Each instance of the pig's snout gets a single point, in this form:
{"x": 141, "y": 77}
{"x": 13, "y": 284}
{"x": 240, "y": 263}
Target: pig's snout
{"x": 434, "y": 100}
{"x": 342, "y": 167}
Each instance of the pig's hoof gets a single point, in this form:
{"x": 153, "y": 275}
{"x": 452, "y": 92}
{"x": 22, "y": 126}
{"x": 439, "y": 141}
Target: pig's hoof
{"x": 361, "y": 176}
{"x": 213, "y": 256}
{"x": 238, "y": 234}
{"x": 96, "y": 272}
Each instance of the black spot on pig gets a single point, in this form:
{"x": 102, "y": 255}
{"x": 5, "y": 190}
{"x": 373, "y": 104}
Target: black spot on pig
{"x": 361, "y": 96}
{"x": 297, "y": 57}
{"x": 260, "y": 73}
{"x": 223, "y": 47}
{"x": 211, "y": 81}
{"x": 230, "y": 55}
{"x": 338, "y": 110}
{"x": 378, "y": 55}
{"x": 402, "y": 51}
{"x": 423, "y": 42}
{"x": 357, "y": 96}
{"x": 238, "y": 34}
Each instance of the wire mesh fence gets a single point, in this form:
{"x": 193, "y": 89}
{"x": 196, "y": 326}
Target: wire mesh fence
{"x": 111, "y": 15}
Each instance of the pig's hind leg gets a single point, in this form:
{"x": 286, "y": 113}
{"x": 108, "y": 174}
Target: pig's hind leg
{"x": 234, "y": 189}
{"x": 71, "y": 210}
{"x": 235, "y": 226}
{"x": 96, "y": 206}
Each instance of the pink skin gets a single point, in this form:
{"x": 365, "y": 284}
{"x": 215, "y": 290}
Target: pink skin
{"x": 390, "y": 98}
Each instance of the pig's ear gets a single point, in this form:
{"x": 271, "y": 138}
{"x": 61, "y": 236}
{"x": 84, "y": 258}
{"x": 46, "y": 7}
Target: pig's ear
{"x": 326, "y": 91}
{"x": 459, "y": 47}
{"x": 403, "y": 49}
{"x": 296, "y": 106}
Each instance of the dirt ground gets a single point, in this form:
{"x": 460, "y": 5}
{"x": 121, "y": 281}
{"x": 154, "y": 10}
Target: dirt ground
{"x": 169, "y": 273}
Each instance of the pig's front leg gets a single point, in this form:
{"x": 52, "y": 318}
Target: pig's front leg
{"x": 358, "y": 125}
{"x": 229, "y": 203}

> **What you have to do**
Would you return all lines from the preceding listing that contain the word "form"?

> **Exercise response**
Each instance of the pig's snout gets a single point, in this form:
Each instance of the pig's hoof gets a single point, in this form:
Each instance of the black spot on pig gets a single point, in this form:
Each instance of the wire mesh fence gets a single point, in this form:
Each instance of the pig's hind leg gets a single point, in this form:
Each instance of the pink skin gets a single point, in this form:
Each instance of the pig's ear gets a single point, in this form:
Each instance of the dirt ground gets a single point, in this form:
Each instance of the pig's front leg gets a single point, in this form:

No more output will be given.